• _Görev_:
Aşağıdaki film yazısında adı geçen kişilerin hepsini, yazıda ilk geçtikleri sırayla yaz.

• _Sayfadan alıntı_:
+--

Filme dair fotoğraf bile seçmek zorken ne yazacağımı kestiremiyorum. Fotoğraf işi bu kadar zorsa, filmin kendisini tahmin edin. Yine de deneyeceğiz. Zira üzerine konuşulmayı, yazmayı, düşünmeyi hak eden bir film. Zaten bu tip övgüleri daha önce duymuşsunuzdur.
O zaman fotoğraftan başlayalım. Neden bu fotoğraf? Çünkü Sinan'ı en iyi anlatan kare bu olabilir. Arkasından bir şehir, kent var. Gözü orada. Ama yolu orası değil. Türkiye'nin son 100 yıldaki en büyük sorunu. Hepimizin sorunu. En şehirdekinin, en şehirlinin bile. Tabi Sinan'ın da. Ait olamamak. Taşradan kopamamak. Kendi ait olduğu yerden, geçmişinden, geleneklerinden, köklerinden utanmak. Başka yere özenmek. Özendiği yere dahil olamamak. Hatice'nin bahsettiği ışıltılı caddelerde yürüyenlerin senden çok farklı olmaması; buna rağmen oranın seni dışlaması.
Nuri Bilge Ceylan'ın filmleri zordur. İzlenmesi kolay değildir. Özellikle kariyerinin ilk başlarında bu durum çok daha belirgindi. Esasen eleştirilebilecek bir konudur. Zira sinema sadece teknikten oluşmaz. His ve duygu da önemlidir. Duyguyu verebilmek için seyirciyi ayakta tutmak gerekir. Ayrıca düşüncelerinizin karşıya ulaşması gerekir. "Onlar anlamadı, alamadı" diyerek geçiştirmek sanatçının kafasında attığı ilk adımına terstir. Fakat bu 'anlamama' veya 'zorlanma' hali eleştiren kesimde çok başka bir söylemle karşılık buldu. "Nuri Bilge Ceylan (ve onun gibiler) Türkiye toplumundan uzaklar. O nedenle bize hitap eden filmler çekemezler" dediler. Bunun öyle olmadığını daha önce çok gördük. Üstelik Ahlat Ağacı'na bile benzer eleştiriler geldi. Fakat Ahlat Ağacı, Nuri Bilge Ceylan'ın bu toplumu ne kadar iyi kavradığının, ne kadar iyi özümsediğinin en büyük kanıtıdır.

+--

Kaydedilmiş girdiler
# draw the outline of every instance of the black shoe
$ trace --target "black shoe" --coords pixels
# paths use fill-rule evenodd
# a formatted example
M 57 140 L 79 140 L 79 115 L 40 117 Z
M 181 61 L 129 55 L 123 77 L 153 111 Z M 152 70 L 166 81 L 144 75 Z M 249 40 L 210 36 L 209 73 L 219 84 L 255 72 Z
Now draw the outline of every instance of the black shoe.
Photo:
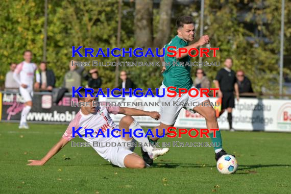
M 144 160 L 146 163 L 151 166 L 153 164 L 153 163 L 154 163 L 154 160 L 150 158 L 150 156 L 149 156 L 148 152 L 143 151 L 143 150 L 142 150 L 142 147 L 140 148 L 140 149 L 141 150 L 141 155 L 142 155 L 142 158 L 143 158 L 143 160 Z
M 227 155 L 227 154 L 228 154 L 226 153 L 225 150 L 222 150 L 220 152 L 219 152 L 217 154 L 215 154 L 215 160 L 217 162 L 217 161 L 221 157 L 222 157 L 223 155 Z M 232 155 L 232 154 L 230 154 L 230 155 L 233 156 L 235 158 L 235 156 L 234 156 L 234 155 Z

+--

• _Yanıt_:
Sinan, Hatice, Nuri Bilge Ceylan